--- Task material ---
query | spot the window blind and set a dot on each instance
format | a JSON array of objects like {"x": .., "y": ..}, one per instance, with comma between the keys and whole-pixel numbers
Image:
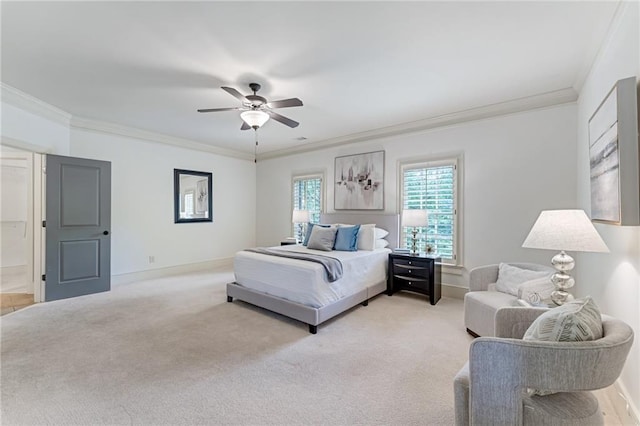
[
  {"x": 432, "y": 188},
  {"x": 307, "y": 195}
]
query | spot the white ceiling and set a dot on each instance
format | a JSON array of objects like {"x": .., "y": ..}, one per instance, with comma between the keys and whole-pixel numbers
[{"x": 357, "y": 66}]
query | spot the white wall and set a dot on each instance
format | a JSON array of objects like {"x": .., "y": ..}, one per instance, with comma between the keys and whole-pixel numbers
[
  {"x": 26, "y": 130},
  {"x": 142, "y": 202},
  {"x": 612, "y": 279},
  {"x": 514, "y": 167}
]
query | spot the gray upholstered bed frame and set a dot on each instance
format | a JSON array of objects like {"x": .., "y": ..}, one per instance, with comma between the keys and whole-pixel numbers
[{"x": 315, "y": 316}]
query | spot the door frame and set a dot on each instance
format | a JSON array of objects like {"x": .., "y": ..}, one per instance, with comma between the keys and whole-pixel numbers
[{"x": 35, "y": 197}]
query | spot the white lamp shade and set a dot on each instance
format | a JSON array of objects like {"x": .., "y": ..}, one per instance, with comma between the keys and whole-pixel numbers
[
  {"x": 568, "y": 230},
  {"x": 414, "y": 217},
  {"x": 300, "y": 216},
  {"x": 254, "y": 118}
]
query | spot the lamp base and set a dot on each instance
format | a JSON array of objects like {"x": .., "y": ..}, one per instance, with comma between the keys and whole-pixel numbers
[
  {"x": 414, "y": 249},
  {"x": 560, "y": 297},
  {"x": 561, "y": 279}
]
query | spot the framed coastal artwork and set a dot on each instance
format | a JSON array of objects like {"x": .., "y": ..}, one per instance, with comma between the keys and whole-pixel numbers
[
  {"x": 359, "y": 182},
  {"x": 604, "y": 161},
  {"x": 614, "y": 160}
]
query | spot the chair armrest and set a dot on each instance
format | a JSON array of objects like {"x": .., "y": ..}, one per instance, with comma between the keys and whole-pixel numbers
[
  {"x": 502, "y": 369},
  {"x": 481, "y": 276},
  {"x": 513, "y": 321}
]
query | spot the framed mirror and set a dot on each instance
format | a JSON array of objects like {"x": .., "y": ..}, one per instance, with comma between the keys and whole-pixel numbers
[{"x": 192, "y": 196}]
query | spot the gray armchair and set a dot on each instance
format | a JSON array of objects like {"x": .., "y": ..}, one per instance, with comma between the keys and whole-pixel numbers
[
  {"x": 491, "y": 389},
  {"x": 481, "y": 304}
]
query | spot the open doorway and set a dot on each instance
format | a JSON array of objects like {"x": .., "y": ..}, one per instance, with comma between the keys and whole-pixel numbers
[{"x": 18, "y": 251}]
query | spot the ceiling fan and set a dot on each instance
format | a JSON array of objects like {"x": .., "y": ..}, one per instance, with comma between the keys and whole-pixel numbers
[{"x": 256, "y": 110}]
---
● **Task directions**
Leave out all pictures, then copy the remaining material exactly.

● **Complete response**
query | spot the window blind and set a dot on each instance
format | a JSON array of objects like {"x": .., "y": ..}, one per instance, with comma between the keys and whole-pixel numbers
Image:
[
  {"x": 432, "y": 188},
  {"x": 307, "y": 195}
]
query | spot the white ceiling and set a dot on each instance
format | a JSON array of objects like {"x": .., "y": ..}, one per instance, with comma between the keys and whole-pixel numbers
[{"x": 357, "y": 66}]
query | spot the white wall and set a dot on each instance
format | a JSON array of objects like {"x": .., "y": ..}, one per instance, with comma between the keys and whole-pixel numbers
[
  {"x": 26, "y": 130},
  {"x": 142, "y": 202},
  {"x": 612, "y": 279},
  {"x": 514, "y": 167}
]
query | spot the gray upholstered bed frame and set a dot on each instance
format | a JSON array of objects like {"x": .., "y": ..}, one per instance, with comma between the keys and whole-pixel numbers
[{"x": 315, "y": 316}]
query | spot the door frame and set a dot on each instance
format | a JSON array of objects like {"x": .., "y": ..}, one per instance, with comma between the keys and whole-pixel numbers
[{"x": 35, "y": 197}]
query | spot the white lamp shade and set a dot on each instance
format | a JSON array of objects like {"x": .., "y": ..}, one per instance, with comma between the keys and whole-pixel numbers
[
  {"x": 568, "y": 230},
  {"x": 414, "y": 217},
  {"x": 300, "y": 216},
  {"x": 254, "y": 118}
]
query | spot the lamp base and set a dot on each instance
format | a JSON array of objects like {"x": .., "y": ..}, one per instance, with comma between the keys and whole-pixel numbers
[
  {"x": 414, "y": 249},
  {"x": 560, "y": 297},
  {"x": 561, "y": 279}
]
query | spot the framed coastal artwork and set a dot on each instance
format | a JSON array of objects like {"x": .., "y": ..}, one per instance, with comma between the keys and whole-pixel numbers
[
  {"x": 359, "y": 182},
  {"x": 604, "y": 161},
  {"x": 614, "y": 160}
]
query | spot the chair armrest and set a dot on each instance
format | a JSON array of objects like {"x": .., "y": ..}, one per instance, with comma between the keys and whole-pixel numbers
[
  {"x": 502, "y": 369},
  {"x": 481, "y": 276},
  {"x": 513, "y": 321}
]
query | spot the framed mirror and set a dot on each instance
format | a JSON array of objects like {"x": .., "y": ..}, one per instance, with comma between the keys and whole-pixel numbers
[{"x": 192, "y": 196}]
query | spot the gray armchair and set a dot on each instance
format | a JSON array of objects like {"x": .., "y": ..}, one per instance, with comma between the keys and whole-pixel numbers
[
  {"x": 491, "y": 389},
  {"x": 481, "y": 304}
]
query | spot the open doorway and set a dot on each instance
format | a JSON array of objects like {"x": .., "y": ..}, one per instance, with comma between the keys and whole-pixel numbers
[{"x": 18, "y": 251}]
query | spot the ceiling fan and set a dot on each instance
format | a JSON array of objects like {"x": .., "y": ..}, one per instance, with comma between the keys and whole-pixel numbers
[{"x": 256, "y": 110}]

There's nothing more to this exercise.